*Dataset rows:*

============================================================

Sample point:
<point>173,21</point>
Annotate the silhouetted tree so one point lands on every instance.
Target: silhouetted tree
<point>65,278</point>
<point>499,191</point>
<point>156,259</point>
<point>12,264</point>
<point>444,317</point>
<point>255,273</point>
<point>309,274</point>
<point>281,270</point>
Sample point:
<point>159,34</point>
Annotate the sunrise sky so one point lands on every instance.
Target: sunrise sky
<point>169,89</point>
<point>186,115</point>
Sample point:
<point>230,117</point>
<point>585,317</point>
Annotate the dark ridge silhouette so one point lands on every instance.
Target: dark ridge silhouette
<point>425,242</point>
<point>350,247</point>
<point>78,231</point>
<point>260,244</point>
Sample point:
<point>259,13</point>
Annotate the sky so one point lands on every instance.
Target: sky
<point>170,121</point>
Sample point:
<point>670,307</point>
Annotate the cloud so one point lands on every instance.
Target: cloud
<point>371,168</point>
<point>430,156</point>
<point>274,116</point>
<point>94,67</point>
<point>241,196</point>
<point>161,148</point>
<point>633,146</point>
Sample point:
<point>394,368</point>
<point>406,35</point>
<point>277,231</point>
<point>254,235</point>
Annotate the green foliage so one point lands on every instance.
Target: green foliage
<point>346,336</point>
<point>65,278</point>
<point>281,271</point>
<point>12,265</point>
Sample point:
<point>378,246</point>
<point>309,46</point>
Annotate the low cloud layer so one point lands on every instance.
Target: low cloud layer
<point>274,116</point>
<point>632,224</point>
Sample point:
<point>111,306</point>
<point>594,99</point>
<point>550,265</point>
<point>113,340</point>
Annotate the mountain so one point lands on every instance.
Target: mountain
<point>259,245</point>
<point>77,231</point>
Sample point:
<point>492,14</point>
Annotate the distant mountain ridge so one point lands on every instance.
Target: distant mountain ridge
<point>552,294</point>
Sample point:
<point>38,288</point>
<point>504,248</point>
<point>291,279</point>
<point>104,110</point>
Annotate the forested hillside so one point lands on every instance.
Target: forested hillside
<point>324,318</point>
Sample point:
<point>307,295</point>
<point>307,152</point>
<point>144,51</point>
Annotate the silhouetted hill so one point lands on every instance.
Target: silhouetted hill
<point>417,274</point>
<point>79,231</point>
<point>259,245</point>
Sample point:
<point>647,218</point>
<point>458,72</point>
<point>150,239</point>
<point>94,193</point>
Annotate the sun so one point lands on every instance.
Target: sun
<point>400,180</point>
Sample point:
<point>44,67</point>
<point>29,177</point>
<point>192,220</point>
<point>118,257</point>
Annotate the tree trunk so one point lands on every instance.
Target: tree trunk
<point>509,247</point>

============================================================

*Instructions to follow:* Repeat every one of the lines above without changing anything.

*Solution to this problem:*
Sample point:
<point>173,21</point>
Annotate the silhouetted tree so one point lands on every instance.
Target: silhouetted tree
<point>65,278</point>
<point>499,191</point>
<point>156,259</point>
<point>12,264</point>
<point>444,317</point>
<point>255,273</point>
<point>309,274</point>
<point>281,270</point>
Sample point:
<point>159,34</point>
Annotate the sunrise sky so one point lands on every instance.
Target: sunrise sky
<point>169,89</point>
<point>186,115</point>
Sample point:
<point>230,117</point>
<point>585,317</point>
Annotate the dark ridge silhouette so one point lands on every instance.
Target: dark ridge silhouette
<point>425,242</point>
<point>350,247</point>
<point>78,231</point>
<point>260,244</point>
Sample point:
<point>259,13</point>
Annotate the sky so one point lands on every instance.
Target: sky
<point>170,121</point>
Sample point:
<point>670,307</point>
Annotate the cloud so one point lands on every instance.
Target: cloud
<point>371,168</point>
<point>430,156</point>
<point>274,116</point>
<point>94,67</point>
<point>241,196</point>
<point>161,148</point>
<point>633,146</point>
Sample point:
<point>394,368</point>
<point>406,35</point>
<point>277,231</point>
<point>254,235</point>
Annotate the green foliage so one point lands on every instance.
Target: green foliage
<point>346,336</point>
<point>65,278</point>
<point>281,271</point>
<point>12,265</point>
Sample point:
<point>378,246</point>
<point>309,46</point>
Annotate the low cloud layer so one point lands on every instance.
Target: low cloud layer
<point>274,116</point>
<point>632,224</point>
Sample point:
<point>111,306</point>
<point>594,99</point>
<point>550,265</point>
<point>113,340</point>
Annotate the mountain so one point lands on every instance.
Target: mountain
<point>259,245</point>
<point>77,231</point>
Sample point:
<point>492,14</point>
Annotate the distant mountain ridge so one point lands on every instance.
Target: distant mountain ridge
<point>552,294</point>
Sample point:
<point>38,288</point>
<point>504,248</point>
<point>291,279</point>
<point>104,110</point>
Annotate the forested hillside so one point lands on every instance.
Target: forested hillside
<point>324,318</point>
Sample point:
<point>307,295</point>
<point>307,152</point>
<point>144,51</point>
Annotate the silhouetted hill so one point lands on every instance.
Target: silhouetted hill
<point>417,274</point>
<point>79,231</point>
<point>259,245</point>
Sample point:
<point>647,218</point>
<point>458,72</point>
<point>150,239</point>
<point>94,193</point>
Annotate the sun so one point lands on every instance.
Target: sun
<point>400,180</point>
Sample point:
<point>44,67</point>
<point>29,177</point>
<point>192,220</point>
<point>118,257</point>
Annotate the tree trunk so one point lands on every instance.
Target: tree trunk
<point>509,247</point>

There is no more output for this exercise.